TEXT EXCERPT:

DUBLIN–(BUSINESS WIRE)–Mar 19, 2014–Mallinckrodt plc (NYSE:MNK) today announced the successful completion of its acquisition of Cadence Pharmaceuticals, Inc. (NASDAQ:CADX) for total consideration of approximately $1.4 billion. As previously disclosed, Mallinckrodt expects that the acquisition will be immediately accretive to its fiscal year 2014 adjusted diluted earnings per share, and significantly accretive to its fiscal year 2015 adjusted diluted earnings per share.
The transaction adds OFIRMEV ® (acetaminophen) injection, a high-growth, differentiated pain product, to Mallinckrodt’s growing roster of brands and its robust Specialty Pharmaceuticals portfolio of core controlled substance specialty generics. OFIRMEV also provides Mallinckrodt with an expanded presence in the U.S. hospital channel.
“We are excited by the opportunities provided by OFIRMEV, which will significantly expand Mallinckrodt’s ability to serve U.S. hospitals,” said Mark Trudeau, President and Chief Executive Officer of Mallinckrodt. “As anticipated, the transaction was straightforward, closed quickly, and we are planning for a rapid and successful integration which we expect to be completed by the beginning of September. We believe this accelerated integration will provide greater clarity and direction for the employees joining us, and ensure that the merger of OFIRMEV and the transition of the hospital team into Mallinckrodt is smooth and best serves our customers.”

REQUIRED ACTION 1:
List every calendar date, fiscal year, and month that the Mallinckrodt acquisition announcement names.
REQUIRED ACTION 2:
Write a continuation of the Mallinckrodt acquisition announcement, beginning after its last sentence.

DATA EXCERPTS:
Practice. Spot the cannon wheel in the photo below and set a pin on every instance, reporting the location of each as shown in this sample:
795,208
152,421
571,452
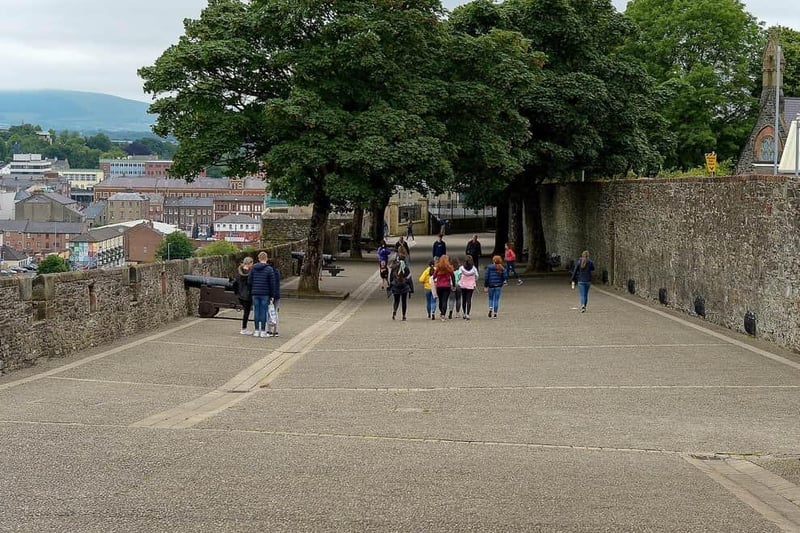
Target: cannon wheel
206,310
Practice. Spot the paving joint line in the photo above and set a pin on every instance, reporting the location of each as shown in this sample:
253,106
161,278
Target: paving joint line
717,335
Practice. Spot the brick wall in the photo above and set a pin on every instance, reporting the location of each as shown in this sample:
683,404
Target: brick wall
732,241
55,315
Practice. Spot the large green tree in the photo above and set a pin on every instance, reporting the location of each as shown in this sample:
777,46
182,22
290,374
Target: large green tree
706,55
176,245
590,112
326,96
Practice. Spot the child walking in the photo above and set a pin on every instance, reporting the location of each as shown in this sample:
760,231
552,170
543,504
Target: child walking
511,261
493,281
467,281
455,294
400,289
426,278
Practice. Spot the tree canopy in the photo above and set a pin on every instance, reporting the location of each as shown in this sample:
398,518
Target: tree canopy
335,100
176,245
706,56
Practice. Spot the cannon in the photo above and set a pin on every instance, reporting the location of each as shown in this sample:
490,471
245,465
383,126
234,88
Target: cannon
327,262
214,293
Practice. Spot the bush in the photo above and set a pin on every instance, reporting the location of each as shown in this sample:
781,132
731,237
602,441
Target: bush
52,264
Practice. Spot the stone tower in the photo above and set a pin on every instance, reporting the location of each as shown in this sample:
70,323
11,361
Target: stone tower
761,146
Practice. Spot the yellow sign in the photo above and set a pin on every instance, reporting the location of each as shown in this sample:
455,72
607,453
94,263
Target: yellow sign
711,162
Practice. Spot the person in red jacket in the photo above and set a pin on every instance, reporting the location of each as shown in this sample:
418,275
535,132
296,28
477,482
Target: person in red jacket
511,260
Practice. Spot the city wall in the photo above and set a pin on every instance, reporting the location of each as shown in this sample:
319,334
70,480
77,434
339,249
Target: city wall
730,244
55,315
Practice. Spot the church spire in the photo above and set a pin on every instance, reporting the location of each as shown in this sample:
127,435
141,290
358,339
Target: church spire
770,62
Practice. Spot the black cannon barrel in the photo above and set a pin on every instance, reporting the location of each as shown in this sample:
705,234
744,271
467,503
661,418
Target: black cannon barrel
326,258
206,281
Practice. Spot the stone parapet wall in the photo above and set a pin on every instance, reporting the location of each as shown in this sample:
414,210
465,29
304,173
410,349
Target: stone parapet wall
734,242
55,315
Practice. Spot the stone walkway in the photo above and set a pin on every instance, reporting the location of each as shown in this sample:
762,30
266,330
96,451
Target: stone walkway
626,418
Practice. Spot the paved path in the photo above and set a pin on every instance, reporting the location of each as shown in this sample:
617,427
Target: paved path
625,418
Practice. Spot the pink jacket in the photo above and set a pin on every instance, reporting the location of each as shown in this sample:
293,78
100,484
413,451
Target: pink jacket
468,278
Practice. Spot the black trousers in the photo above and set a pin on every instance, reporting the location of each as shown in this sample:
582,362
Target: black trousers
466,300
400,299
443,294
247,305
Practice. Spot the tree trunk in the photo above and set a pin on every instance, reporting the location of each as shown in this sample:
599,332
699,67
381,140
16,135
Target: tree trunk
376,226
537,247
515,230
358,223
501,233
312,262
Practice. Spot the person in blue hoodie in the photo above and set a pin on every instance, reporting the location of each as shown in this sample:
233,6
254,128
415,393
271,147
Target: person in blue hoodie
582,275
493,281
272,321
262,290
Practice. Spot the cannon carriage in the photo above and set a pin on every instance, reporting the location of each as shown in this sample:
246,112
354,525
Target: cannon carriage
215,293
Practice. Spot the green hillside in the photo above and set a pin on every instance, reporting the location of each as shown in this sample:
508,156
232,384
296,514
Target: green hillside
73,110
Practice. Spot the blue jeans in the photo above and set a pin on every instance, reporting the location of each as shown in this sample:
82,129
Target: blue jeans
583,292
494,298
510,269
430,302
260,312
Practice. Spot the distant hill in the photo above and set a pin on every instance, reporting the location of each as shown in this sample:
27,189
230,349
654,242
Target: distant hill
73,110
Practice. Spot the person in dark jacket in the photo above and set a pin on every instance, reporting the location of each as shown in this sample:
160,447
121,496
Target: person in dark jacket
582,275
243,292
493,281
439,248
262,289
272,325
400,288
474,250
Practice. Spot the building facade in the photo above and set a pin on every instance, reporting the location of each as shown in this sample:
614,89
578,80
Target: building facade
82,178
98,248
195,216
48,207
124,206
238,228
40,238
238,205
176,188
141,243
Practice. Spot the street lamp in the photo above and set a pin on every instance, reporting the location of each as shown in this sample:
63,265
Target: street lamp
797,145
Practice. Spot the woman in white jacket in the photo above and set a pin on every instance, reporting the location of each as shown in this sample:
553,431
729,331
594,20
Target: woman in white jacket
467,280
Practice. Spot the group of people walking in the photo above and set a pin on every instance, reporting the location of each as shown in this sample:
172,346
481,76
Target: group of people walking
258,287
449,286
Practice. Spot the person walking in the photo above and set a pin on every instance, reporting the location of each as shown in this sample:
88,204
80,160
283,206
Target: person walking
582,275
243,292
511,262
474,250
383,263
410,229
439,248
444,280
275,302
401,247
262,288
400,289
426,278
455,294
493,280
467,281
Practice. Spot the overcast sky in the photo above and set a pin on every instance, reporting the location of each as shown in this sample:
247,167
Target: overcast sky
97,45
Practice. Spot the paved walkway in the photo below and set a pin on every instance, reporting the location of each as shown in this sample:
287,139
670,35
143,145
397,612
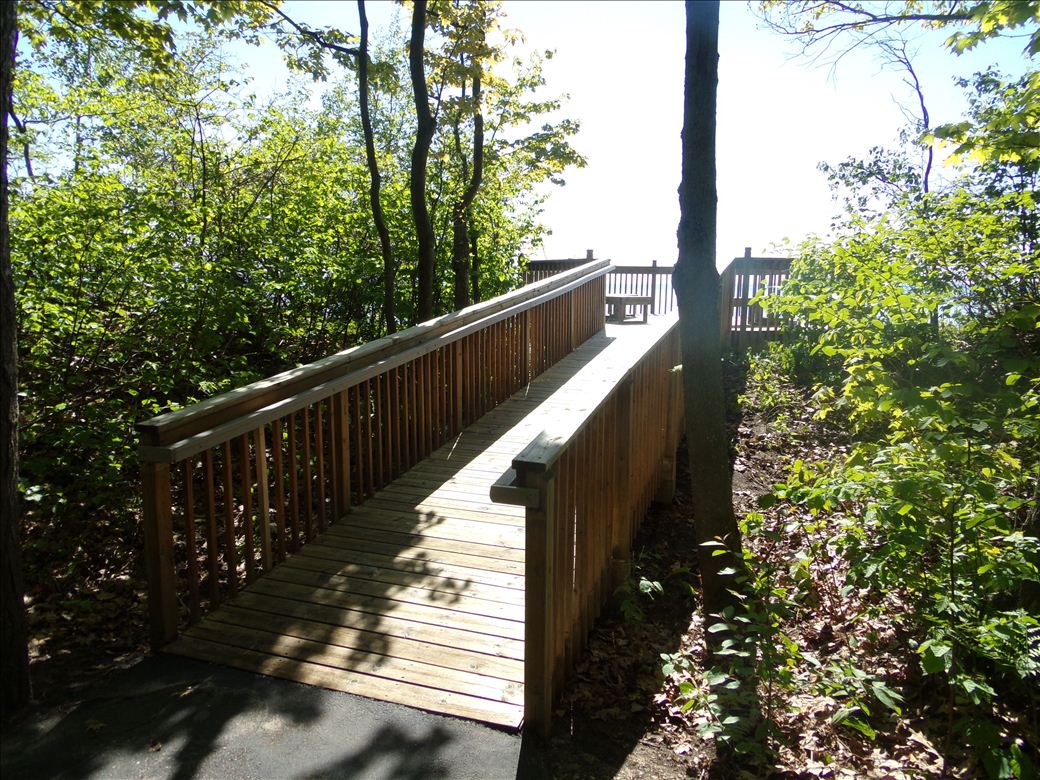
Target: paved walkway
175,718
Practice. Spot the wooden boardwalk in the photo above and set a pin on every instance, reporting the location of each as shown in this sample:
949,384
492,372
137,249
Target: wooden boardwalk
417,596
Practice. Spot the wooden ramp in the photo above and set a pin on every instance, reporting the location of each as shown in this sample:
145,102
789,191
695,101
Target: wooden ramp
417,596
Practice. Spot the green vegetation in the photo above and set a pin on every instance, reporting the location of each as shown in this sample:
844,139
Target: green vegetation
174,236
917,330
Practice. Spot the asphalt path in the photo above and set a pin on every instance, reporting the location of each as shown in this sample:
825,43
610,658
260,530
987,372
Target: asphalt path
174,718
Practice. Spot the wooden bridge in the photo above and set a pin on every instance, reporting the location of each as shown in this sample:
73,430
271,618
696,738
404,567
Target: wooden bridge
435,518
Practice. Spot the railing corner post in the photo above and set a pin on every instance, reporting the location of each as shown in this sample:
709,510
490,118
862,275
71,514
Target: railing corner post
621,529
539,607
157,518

WRITTEN RESPONSE 1:
Mar 19, 2014
fiscal year 2014
fiscal year 2015
September

WRITTEN RESPONSE 2:
The tender offer by a subsidiary of Mallinckrodt plc for all of the outstanding shares of Cadence common stock expired as scheduled at 12:00 midnight (EDT) on March 18, 2014. Excluding Cadence shares tendered by notice of guaranteed delivery, a total of 78,396,180 shares of Cadence common stock, representing approximately 87.9% of Cadence’s outstanding shares, were validly tendered into and not validly withdrawn from the tender offer, according to the depositary for the tender offer. As a result, Mallinckrodt and its subsidiary have accepted for payment and will promptly pay for all shares that were validly tendered and not validly withdrawn.
Following its acceptance of the shares tendered in the tender offer, Mallinckrodt caused the merger of its subsidiary with and into Cadence without a vote of Cadence’s other stockholders, pursuant to Section 251(h) of the Delaware General Corporation Law. As a result of the completed merger, Cadence became an indirect, wholly owned subsidiary of Mallinckrodt. In connection with the merger, all Cadence shares not validly tendered into the tender offer have been cancelled and converted into the right to receive $14.00 per share, the same price per share offered in the tender offer. As a result of the acquisition, Cadence shares will cease to be traded on NASDAQ.
Mallinckrodt’s financial advisor for the transaction is Deutsche Bank Securities Inc., and its legal advisors are Wachtell, Lipton, Rosen & Katz in the U.S., and Arthur Cox in Ireland.